---------- Information supplied

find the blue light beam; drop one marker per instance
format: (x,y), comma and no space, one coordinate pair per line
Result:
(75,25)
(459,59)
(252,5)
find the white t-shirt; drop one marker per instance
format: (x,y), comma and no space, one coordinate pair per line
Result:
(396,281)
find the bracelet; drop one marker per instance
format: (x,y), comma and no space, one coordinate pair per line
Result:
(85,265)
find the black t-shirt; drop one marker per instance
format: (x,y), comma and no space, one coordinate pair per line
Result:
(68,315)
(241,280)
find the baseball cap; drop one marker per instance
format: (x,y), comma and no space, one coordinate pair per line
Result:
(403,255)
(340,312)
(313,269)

--------------------

Exercise brief
Establish how many lines of the data above contain "shirt". State that number and no more.

Answer below
2